| Tarefa proposta 1 |
Reproduza as linhas dos registros, começando na linha que contém "The endpoint marks every instance of the man's eyebrow" e parando depois da linha que contém "x=231, y=171". Multiplique por 0,95 apenas as coordenadas e arredonde cada resultado para o inteiro mais próximo, com metades para cima.

| Texto proposto |
=-=-=-=-=

Brasil, democracia e Montesquieu

“É da natureza do poder, corromper o indivíduo e o levar a abusar dele”.

Para o grande pensador francês, o Barão de Montesquieu, todos que têm algum tipo de poder serão tentados ao máximo a abusar das prerrogativas que este poder lhes dá. Segundo ele, só uma coisa pode conter o poder, o próprio poder e é a partir dessa premissa que vai se desenrolar todo o seu pensamento.

Montesquieu, apesar de ter sido um membro da nobreza, era um forte crítico do absolutismo e do antigo regime, da concentração de poderes e dos excessos dos reis. Defendia que qualquer governante deveria se submeter às leis e que as pessoas em sociedade deveriam ser tão livres quanto fosse possível.

Percebam como o pensamento de Montesquieu, já no século XVIII, estava descolado do seu tempo, totalmente conectado com a visão liberal do mundo a respeito das  liberdades individuais em busca da paz social.

Ele identificou 3 formas de governo: a Monarquia, o Despotismo e a República. Dizia que a democracia é uma forma de governo que nasce de um estado Republicano, onde o povo detém o poder e é soberano.

Para Montesquieu, numa democracia, diversos fatores são fundamentais para que ela possa funcionar, mas o mais importante seria o que ele chama de “virtude”. Ele defendia que, para a democracia funcionar, tanto o povo quanto os governantes precisariam ter a tal da virtude que ele definia como dois valores, dois princípios: “Amor à pátria e igualdade”. Esses dois atributos, segundo Montesquieu, levariam ao respeito às Leis, que seria a chave para o sucesso de qualquer sociedade.

Agora, imaginem colocar Montesquieu numa máquina do tempo e deixá-lo 5 minutos em Brasília? Certamente, ele não encontraria ali nenhuma virtude, sequer amor à pátria ou qualquer tipo de igualdade.

=-=-=-=-=

| Linhas |
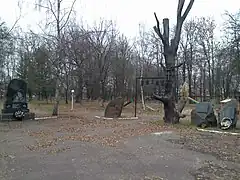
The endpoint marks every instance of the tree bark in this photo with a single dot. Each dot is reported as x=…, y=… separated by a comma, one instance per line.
x=171, y=114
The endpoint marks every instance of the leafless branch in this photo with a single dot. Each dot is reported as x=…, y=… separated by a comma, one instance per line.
x=187, y=10
x=70, y=11
x=157, y=29
x=180, y=7
x=52, y=10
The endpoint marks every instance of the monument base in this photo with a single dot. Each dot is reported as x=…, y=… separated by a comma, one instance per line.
x=10, y=117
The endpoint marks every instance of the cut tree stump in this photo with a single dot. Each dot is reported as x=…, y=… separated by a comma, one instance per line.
x=114, y=108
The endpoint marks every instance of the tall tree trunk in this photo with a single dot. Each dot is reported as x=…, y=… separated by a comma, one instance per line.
x=142, y=93
x=171, y=113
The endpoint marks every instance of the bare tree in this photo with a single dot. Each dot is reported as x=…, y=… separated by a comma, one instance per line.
x=54, y=7
x=172, y=114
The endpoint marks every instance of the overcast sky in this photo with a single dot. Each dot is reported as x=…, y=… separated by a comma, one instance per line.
x=127, y=13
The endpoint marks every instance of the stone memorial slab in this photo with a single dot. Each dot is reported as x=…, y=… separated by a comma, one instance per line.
x=114, y=108
x=16, y=106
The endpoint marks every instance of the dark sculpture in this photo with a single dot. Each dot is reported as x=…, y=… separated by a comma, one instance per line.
x=16, y=105
x=114, y=108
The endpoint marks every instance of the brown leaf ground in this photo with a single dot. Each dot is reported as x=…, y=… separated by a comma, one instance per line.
x=81, y=125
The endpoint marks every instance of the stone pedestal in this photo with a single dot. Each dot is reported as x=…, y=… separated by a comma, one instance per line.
x=114, y=108
x=16, y=106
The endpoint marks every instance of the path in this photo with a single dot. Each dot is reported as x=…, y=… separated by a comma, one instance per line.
x=141, y=157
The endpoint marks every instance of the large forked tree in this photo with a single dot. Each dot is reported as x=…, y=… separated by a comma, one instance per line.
x=171, y=113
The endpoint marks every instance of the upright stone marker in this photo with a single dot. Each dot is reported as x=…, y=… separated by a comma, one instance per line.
x=114, y=108
x=16, y=106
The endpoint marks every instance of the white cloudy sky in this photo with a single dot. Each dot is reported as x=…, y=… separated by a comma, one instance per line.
x=127, y=13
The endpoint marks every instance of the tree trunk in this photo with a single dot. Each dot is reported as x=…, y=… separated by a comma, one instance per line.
x=142, y=93
x=56, y=104
x=66, y=96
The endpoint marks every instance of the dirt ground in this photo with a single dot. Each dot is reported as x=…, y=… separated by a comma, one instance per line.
x=77, y=145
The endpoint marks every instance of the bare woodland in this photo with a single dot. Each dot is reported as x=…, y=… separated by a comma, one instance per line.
x=99, y=62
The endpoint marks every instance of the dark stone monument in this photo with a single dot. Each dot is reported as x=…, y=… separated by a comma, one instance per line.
x=16, y=106
x=114, y=108
x=227, y=117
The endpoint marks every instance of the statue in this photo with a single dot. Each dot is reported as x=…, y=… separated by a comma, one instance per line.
x=114, y=108
x=16, y=106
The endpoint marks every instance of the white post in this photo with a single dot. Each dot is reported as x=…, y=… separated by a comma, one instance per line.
x=72, y=91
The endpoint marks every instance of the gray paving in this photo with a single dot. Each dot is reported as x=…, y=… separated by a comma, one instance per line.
x=149, y=156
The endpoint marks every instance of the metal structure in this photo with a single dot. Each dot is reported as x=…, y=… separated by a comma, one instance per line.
x=159, y=78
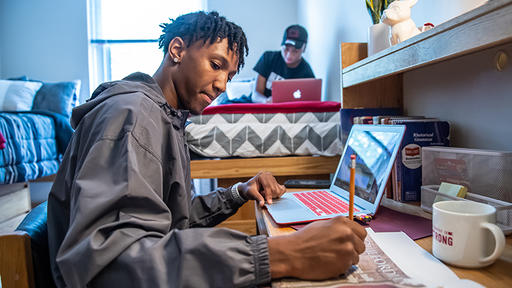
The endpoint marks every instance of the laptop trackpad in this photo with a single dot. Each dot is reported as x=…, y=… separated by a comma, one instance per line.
x=285, y=204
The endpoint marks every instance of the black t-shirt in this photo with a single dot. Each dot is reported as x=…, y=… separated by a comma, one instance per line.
x=272, y=66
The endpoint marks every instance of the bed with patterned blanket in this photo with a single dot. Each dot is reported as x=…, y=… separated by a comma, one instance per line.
x=32, y=144
x=256, y=130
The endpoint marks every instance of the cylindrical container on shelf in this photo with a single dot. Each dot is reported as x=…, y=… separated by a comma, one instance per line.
x=378, y=38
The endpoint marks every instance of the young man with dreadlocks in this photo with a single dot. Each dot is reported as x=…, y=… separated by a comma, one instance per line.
x=121, y=213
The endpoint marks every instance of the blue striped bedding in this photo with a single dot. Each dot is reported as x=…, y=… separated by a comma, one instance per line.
x=32, y=148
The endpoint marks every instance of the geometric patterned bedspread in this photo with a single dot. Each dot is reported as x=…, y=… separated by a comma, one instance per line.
x=265, y=134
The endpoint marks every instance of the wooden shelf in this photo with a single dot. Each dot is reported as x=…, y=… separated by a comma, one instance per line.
x=486, y=26
x=279, y=166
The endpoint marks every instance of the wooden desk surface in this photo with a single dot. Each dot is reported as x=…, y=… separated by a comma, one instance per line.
x=498, y=274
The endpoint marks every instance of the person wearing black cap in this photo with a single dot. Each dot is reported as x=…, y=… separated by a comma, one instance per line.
x=285, y=64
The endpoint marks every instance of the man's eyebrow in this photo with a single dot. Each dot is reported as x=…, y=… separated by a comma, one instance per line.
x=223, y=59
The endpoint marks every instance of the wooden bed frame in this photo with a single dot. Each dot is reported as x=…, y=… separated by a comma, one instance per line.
x=231, y=171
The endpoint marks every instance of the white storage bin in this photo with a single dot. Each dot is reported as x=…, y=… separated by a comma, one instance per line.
x=503, y=209
x=484, y=172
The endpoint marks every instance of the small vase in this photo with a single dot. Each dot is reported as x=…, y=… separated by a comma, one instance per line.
x=378, y=38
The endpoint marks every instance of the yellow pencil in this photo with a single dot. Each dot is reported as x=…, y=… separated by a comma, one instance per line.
x=352, y=189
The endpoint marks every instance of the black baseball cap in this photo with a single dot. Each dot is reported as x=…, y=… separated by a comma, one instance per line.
x=296, y=36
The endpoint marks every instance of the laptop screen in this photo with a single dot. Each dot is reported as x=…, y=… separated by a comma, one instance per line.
x=375, y=147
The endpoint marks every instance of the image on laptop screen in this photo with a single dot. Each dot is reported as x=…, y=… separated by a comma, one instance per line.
x=373, y=150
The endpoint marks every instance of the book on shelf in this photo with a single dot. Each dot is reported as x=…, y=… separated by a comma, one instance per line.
x=407, y=170
x=347, y=116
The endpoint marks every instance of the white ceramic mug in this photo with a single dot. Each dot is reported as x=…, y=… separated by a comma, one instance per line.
x=464, y=233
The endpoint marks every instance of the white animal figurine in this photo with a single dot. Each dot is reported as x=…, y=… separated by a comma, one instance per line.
x=398, y=16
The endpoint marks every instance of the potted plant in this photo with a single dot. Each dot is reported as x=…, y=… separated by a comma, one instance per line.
x=376, y=8
x=378, y=33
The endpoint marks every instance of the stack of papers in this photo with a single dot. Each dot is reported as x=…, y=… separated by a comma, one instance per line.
x=393, y=259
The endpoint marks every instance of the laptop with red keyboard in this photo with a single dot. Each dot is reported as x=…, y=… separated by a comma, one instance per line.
x=376, y=147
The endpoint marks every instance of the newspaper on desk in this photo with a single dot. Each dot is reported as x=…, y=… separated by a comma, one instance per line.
x=390, y=260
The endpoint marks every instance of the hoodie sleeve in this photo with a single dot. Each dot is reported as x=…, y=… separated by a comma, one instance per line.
x=213, y=208
x=120, y=231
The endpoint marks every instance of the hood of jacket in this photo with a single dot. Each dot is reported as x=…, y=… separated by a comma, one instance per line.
x=136, y=82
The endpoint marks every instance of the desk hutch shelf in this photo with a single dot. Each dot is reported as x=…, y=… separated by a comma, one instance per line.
x=376, y=81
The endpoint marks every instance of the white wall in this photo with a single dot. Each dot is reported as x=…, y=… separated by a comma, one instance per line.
x=263, y=22
x=44, y=40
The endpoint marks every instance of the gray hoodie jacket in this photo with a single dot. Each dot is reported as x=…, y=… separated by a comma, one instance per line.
x=121, y=212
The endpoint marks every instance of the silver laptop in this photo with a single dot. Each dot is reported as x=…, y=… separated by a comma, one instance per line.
x=375, y=147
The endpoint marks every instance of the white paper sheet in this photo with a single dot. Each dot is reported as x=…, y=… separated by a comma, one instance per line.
x=416, y=262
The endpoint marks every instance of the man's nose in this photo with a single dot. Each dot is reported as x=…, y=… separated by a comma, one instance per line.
x=219, y=85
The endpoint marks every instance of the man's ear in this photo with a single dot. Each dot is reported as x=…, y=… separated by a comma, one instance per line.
x=176, y=49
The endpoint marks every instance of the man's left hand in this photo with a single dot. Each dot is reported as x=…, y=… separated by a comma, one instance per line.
x=262, y=188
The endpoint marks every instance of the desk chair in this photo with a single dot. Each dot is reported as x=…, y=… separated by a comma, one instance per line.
x=24, y=260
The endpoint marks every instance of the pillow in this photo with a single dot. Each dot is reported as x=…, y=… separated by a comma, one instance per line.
x=17, y=95
x=58, y=97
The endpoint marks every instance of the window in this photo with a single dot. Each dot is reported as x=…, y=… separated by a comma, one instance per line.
x=124, y=35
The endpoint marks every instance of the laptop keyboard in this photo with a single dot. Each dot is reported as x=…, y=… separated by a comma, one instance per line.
x=323, y=202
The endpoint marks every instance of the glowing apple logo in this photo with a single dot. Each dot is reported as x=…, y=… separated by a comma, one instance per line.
x=297, y=94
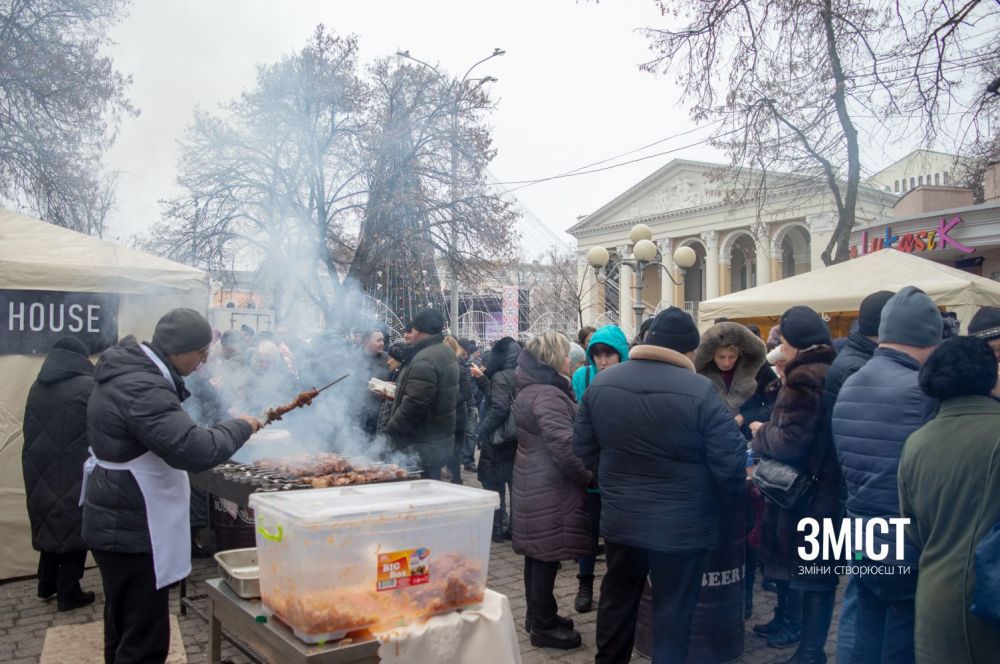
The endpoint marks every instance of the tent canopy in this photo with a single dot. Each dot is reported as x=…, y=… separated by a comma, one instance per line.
x=35, y=255
x=841, y=287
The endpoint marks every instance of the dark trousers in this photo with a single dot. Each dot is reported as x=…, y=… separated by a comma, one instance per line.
x=60, y=573
x=455, y=462
x=136, y=614
x=539, y=580
x=469, y=444
x=676, y=581
x=592, y=502
x=883, y=625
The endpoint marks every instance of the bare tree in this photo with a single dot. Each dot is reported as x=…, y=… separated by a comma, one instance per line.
x=425, y=142
x=789, y=82
x=60, y=105
x=275, y=184
x=323, y=178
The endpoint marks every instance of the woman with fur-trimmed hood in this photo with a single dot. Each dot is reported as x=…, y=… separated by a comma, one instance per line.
x=730, y=355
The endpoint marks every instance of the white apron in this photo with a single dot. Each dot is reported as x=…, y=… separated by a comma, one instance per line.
x=167, y=494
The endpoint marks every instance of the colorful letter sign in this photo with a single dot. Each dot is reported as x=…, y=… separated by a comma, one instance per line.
x=926, y=240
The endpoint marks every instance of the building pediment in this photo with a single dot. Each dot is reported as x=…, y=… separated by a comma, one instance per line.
x=684, y=186
x=680, y=185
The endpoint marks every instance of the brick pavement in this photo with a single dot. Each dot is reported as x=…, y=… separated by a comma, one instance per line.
x=24, y=618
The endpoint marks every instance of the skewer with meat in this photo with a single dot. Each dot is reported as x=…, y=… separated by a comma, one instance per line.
x=303, y=399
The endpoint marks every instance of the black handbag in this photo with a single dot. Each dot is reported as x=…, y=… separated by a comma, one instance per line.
x=784, y=485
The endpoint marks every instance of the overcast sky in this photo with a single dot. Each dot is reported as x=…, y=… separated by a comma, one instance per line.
x=569, y=92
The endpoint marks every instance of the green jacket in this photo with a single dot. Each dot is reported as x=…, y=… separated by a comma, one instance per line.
x=610, y=335
x=949, y=487
x=423, y=413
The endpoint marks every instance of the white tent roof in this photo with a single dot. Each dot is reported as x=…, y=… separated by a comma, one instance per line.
x=841, y=287
x=36, y=255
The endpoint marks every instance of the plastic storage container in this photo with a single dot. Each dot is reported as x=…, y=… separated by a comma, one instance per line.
x=337, y=560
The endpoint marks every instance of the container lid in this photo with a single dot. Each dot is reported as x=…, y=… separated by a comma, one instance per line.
x=373, y=500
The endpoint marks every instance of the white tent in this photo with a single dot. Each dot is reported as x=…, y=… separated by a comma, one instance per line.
x=37, y=257
x=840, y=288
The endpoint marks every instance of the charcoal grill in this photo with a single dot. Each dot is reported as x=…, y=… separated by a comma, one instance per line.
x=236, y=481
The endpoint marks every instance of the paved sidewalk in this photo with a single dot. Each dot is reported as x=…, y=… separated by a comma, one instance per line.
x=24, y=618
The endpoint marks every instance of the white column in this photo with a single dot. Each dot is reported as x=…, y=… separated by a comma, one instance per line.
x=588, y=289
x=763, y=254
x=666, y=286
x=712, y=269
x=625, y=313
x=821, y=227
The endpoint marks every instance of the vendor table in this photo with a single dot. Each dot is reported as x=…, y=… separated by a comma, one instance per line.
x=483, y=635
x=272, y=639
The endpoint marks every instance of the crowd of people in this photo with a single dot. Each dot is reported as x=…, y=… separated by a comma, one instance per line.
x=634, y=450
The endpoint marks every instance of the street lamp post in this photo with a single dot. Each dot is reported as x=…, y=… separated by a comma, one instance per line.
x=644, y=253
x=453, y=240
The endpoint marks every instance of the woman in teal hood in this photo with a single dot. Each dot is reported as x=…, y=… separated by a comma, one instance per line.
x=609, y=337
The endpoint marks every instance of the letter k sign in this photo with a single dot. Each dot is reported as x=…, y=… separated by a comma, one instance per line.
x=944, y=227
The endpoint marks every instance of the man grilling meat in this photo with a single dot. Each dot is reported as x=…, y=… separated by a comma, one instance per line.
x=135, y=488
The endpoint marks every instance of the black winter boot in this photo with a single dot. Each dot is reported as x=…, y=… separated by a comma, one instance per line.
x=585, y=594
x=776, y=623
x=817, y=611
x=791, y=631
x=561, y=621
x=557, y=637
x=497, y=528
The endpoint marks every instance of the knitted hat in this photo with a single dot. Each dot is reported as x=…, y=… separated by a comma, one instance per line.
x=802, y=328
x=910, y=318
x=986, y=324
x=71, y=344
x=428, y=321
x=674, y=329
x=182, y=331
x=870, y=312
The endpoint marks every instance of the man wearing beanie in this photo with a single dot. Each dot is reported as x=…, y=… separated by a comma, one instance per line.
x=422, y=417
x=669, y=457
x=860, y=347
x=876, y=410
x=136, y=495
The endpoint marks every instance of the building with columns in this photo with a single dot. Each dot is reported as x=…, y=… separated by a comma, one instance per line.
x=738, y=245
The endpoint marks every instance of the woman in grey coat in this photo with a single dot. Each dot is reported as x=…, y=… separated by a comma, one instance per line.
x=550, y=521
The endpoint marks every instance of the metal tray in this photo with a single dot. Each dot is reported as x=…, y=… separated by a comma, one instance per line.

=-=-=-=-=

| Tarefa proposta 2 |
Prossiga o texto sobre Montesquieu e a democracia no Brasil a partir do ponto em que ele termina.

| Resposta do exercício 1 |
The endpoint marks every instance of the man's eyebrow in this photo with a single dot. Each dot is reported as x=…, y=… separated by a comma, one instance per line.
x=212, y=56
The endpoint marks every instance of the wooden bed frame in this photo with a single dot. Each dot is reported as x=…, y=… separated by a comma, one instance per line.
x=219, y=162

| Resposta do exercício 2 |
Montesquieu dizia: “quem manda executar as leis deve sentir que ele próprio a elas está submetido e delas sofrerá o peso”. Bom, mais uma vez, se pudéssemos mostrar a ele como funciona o Brasil de hoje… 

Obviamente, somos um caso empírico do contrário de tudo que ele pregava como o ideal para o sucesso de uma nação. Talvez não tenha sido à toa que tenhamos chegado ao fundo do poço enquanto país. Faltou ler Montesquieu – de verdade – nas escolas e nas faculdades, sobretudo das que os nossos políticos estudaram.

Montesquieu defendia, ainda, que os representantes do povo não poderiam viver em meio a excessos de mordomias, para que não se apegassem ao poder e tampouco servissem de exemplo negativo para o povo. Pois, a partir desse cenário, passaria a competir para chegar ao poder, não para servir à nação, mas para se apropriar dos privilégios, se valer dos excessos e do poder. Preciso falar? Bom, imaginem se nós pudéssemos mostrar a ele no que se transformou o Brasil de hoje. Somos exatamente tudo aquilo que Montesquieu disse que uma nação não deveria ser.

Foi com base nesse pensamento de conter os excessos que ele formulou a famosa divisão dos poderes, em Legislativo, Executivo e Judiciário, com o diferencial do sistema de freios e contrapesos. 

Embora Montesquieu não tenha sido o primeiro a falar na divisão de poderes, já que antes dele, James Harrington e John Locke já tinham trabalhado essa ideia, oi com base nessa influência é que ele produziu a sua maior obra “Do espírito das Leis”, que foi elaborada a partir do estudo sobre as instituições inglesas e fundamentalmente da filosofia lockeana. Esse livro acabou inspirando a Constituição de 1791 da França e tornou-se na base das doutrinas constitucionais mundo afora pelos séculos seguintes.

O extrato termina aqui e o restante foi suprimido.